ASSIGNMENT — Repeat every line of the data exactly; no picture belongs in the copy.

DATA PROVIDED —
- Opening Delimiter -

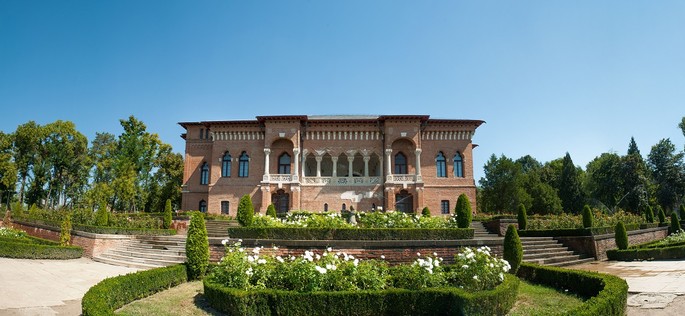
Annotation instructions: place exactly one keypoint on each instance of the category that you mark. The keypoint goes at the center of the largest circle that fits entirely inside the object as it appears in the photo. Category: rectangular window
(445, 207)
(224, 207)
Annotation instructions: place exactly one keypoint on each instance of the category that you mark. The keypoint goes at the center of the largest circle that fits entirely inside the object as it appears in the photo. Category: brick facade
(329, 162)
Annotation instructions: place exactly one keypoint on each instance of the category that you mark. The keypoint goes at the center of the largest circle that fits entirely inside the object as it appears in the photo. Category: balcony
(341, 181)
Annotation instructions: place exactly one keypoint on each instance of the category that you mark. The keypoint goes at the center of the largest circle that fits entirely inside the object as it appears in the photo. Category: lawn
(186, 299)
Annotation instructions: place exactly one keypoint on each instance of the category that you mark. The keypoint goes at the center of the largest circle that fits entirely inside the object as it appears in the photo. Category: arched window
(244, 165)
(284, 164)
(204, 173)
(400, 163)
(226, 165)
(458, 165)
(440, 166)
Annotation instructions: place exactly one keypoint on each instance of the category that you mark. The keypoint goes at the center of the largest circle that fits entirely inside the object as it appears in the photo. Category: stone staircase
(479, 231)
(219, 228)
(146, 252)
(550, 252)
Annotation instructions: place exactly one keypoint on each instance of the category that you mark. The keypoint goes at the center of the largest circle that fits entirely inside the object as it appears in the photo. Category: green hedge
(100, 229)
(604, 294)
(581, 231)
(112, 293)
(434, 301)
(31, 250)
(349, 233)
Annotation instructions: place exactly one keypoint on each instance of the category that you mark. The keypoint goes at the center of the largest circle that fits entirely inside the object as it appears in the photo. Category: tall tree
(570, 191)
(503, 185)
(667, 170)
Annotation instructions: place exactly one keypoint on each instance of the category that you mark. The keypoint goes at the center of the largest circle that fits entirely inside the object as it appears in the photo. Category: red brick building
(319, 163)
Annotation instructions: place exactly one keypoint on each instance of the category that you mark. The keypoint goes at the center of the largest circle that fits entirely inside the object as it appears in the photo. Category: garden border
(606, 294)
(300, 233)
(433, 301)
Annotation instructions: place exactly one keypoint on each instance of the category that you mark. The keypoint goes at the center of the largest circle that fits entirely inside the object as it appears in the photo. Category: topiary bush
(271, 211)
(662, 215)
(675, 224)
(245, 211)
(587, 217)
(513, 250)
(65, 231)
(102, 216)
(621, 236)
(197, 247)
(522, 217)
(166, 219)
(463, 211)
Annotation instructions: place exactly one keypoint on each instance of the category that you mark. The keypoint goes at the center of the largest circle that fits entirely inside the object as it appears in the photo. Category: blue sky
(547, 76)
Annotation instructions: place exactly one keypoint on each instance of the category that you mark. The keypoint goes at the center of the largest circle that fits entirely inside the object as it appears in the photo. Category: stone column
(296, 172)
(318, 165)
(388, 169)
(267, 151)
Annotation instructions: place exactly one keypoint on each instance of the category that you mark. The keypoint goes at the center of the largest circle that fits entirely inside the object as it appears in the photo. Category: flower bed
(604, 294)
(671, 247)
(249, 283)
(17, 244)
(112, 293)
(294, 233)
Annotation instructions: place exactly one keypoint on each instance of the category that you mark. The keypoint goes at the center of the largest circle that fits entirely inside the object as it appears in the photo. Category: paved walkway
(654, 287)
(49, 287)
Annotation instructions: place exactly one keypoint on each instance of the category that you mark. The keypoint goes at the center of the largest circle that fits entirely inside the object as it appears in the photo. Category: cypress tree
(522, 217)
(197, 247)
(167, 215)
(587, 217)
(513, 250)
(621, 236)
(245, 211)
(675, 223)
(463, 211)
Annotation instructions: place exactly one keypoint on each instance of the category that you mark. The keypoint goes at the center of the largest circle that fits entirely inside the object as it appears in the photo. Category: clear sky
(547, 76)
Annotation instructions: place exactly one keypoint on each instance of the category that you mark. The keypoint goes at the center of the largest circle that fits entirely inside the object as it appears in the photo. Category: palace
(329, 163)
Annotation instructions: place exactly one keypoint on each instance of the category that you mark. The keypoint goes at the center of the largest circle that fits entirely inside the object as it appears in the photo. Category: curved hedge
(291, 233)
(605, 294)
(112, 293)
(36, 248)
(433, 301)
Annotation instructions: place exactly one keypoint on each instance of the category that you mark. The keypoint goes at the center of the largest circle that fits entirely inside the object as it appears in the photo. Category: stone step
(137, 260)
(572, 262)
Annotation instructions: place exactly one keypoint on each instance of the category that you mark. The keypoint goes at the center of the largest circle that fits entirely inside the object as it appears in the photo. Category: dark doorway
(404, 202)
(281, 201)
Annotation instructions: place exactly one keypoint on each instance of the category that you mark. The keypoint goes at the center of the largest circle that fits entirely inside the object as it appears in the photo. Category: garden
(257, 281)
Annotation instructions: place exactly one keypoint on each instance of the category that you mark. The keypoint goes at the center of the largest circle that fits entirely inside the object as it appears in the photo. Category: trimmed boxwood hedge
(26, 249)
(604, 294)
(100, 229)
(433, 301)
(112, 293)
(291, 233)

- Closing Delimiter -

OUTPUT —
Annotation instructions: place exactly one keypoint on each instance of the category that you mark. The keypoint goes at the center of the largest circle that fits entirely inside the object as it appears in the photo. Category: rectangular window
(445, 207)
(224, 207)
Annotation instructions: place exactly one keypoint on each instance of the category that you mark. The keypoint goes at the center of the largest circle that fits entirely inside the object as it appears in the photo. Category: brick facade
(329, 162)
Annotation instructions: place exactly one keypoint on each instance of the category that you mark. The keypoint goes at the center of the largest circle that fits entirely inside the object as it appears in the photo. Category: balcony
(341, 181)
Annotation instructions: place exactly one keypoint on each instance of the category that you mark. The keypoint goes at the center of the largest circle that fits entirely inside the object as it appears in the photo. Category: lawn
(186, 299)
Annotation instructions: place exactly one keypoint on each instance of the category that you mark. The keypoint goes at the center of the largest circle that fits entirely inside the object as it appears in the photo. Category: arched window
(244, 165)
(284, 164)
(204, 173)
(400, 163)
(226, 165)
(458, 165)
(440, 166)
Annotation instructions: place exactly one keypoint on each instance of the category that you mark. The keypoint goes at the center of the largest circle that fits entirely inside the object as it appears in the photo. Category: stone staircase
(479, 231)
(219, 228)
(146, 252)
(550, 252)
Annotation instructions: place exactly one keypoint on each instance of the category that you mark. The keypoint goes at the center of the largest circle that fits entirely inside the object as it appears in the photo. Category: green hedge
(100, 229)
(604, 294)
(581, 231)
(112, 293)
(434, 301)
(31, 250)
(349, 233)
Annotation instructions: place exactly one keypoint on each instance of the category that you mark. The keypoint goes at the center of the largest circle that fits entirely inside the object as it appears in the photo. Category: tall tree
(570, 191)
(503, 185)
(667, 170)
Annotation instructions: place exactly one keypoint on each instance of the category that you mark. The keypoint goes at the center of the largest circle that fits entirely inside the object as it appears in the photo. Category: red brick building
(319, 163)
Annotation instructions: place exactly one keypoint on each instance of the category that you mark. The keypoint goes at the center of the largest circle that fits entirely inside the object as it appears in the photo. Category: garden border
(606, 294)
(300, 233)
(433, 301)
Annotation instructions: place exactly one keypoint on each instance of the category that you mark. The keypoint goes at the center of the largest circle that fits entirely inside the object as it appears in the photo. Category: topiary bush
(271, 211)
(662, 215)
(675, 224)
(245, 211)
(587, 217)
(513, 250)
(65, 231)
(102, 216)
(621, 236)
(197, 247)
(522, 217)
(166, 219)
(463, 211)
Annotation instructions: place exactly one keypoint on each instance of the category that you mark. The keypoint goes at the center of the largest circle that fits entirely inside the object as it appears in the photo. Category: blue sky
(547, 76)
Annotation instructions: place exactly one keypoint on each instance of the category that you mark. The keypoint goes at the center of the largest circle that fits entirely inside the object as it appears in the photo. Category: stone column
(296, 172)
(318, 165)
(388, 169)
(267, 151)
Annotation instructions: place exactly one keypoint on each instance of the category that you mark. The keypoint goes at the center of the largest circle that fits entirely inside the object as it appears in the photo. Category: flower bed
(604, 294)
(671, 247)
(249, 283)
(17, 244)
(112, 293)
(294, 233)
Annotation instructions: place exactly one keypoint on each instance of the category that you mark. The keypoint goes at the center of the largest circle that fits entirely inside the object as it appears in the photo. Category: paved walkway
(654, 287)
(49, 287)
Annotation instructions: place exactly one keypoint on each instance of the category that you mark. The keypoint goes at the center of the largest circle that fits entirely inside the object as it appears in the photo. Category: cypress tree
(522, 217)
(197, 247)
(167, 215)
(587, 217)
(513, 250)
(621, 236)
(245, 211)
(675, 223)
(463, 211)
Annotation instructions: place exactly one keypoint on each instance of the category that you mark. The keypoint goes at the center of the largest circle that fits entirely inside the object as it appears in the photo. Category: clear sky
(547, 76)
Annotation instructions: place exactly one keypoint on each instance of the category that you mark. The keypoint goes at the center of the largest circle that fits entirely inside the object as it appears in the photo. Category: palace
(329, 163)
Annotation instructions: place exactly one keypoint on each instance of the category that you mark. The keypoint goes at the center of the largest circle that fits entirely inside the object as it appears in the photo. Category: curved hedge
(291, 233)
(605, 294)
(112, 293)
(36, 248)
(433, 301)
Annotation instructions: place exactly one keypoint on each instance of the category that you mark. The keypoint goes at the center of the largest circle that fits entirely inside the object as it appears in the photo. Category: stone step
(137, 260)
(572, 262)
Annotation instructions: place exactly one keypoint on each instance of the category that you mark. The keypoint goes at the center of the largest circle that fits entirely inside the object as it appears in the photo. Category: dark doorway
(404, 202)
(281, 201)
Annotation instructions: place exactly one keypoint on each instance of the category that you mark. The keypoint goes at the center of the largest circle that fits entirely inside the object as it appears in the photo. Category: garden
(257, 281)
Annotation instructions: place exactly one keypoint on each instance of the category that you mark. The keypoint goes at the center of the largest circle that fits entirely inside the object as it appears in the photo. Category: trimmed boxwood hedge
(26, 249)
(604, 294)
(100, 229)
(433, 301)
(112, 293)
(291, 233)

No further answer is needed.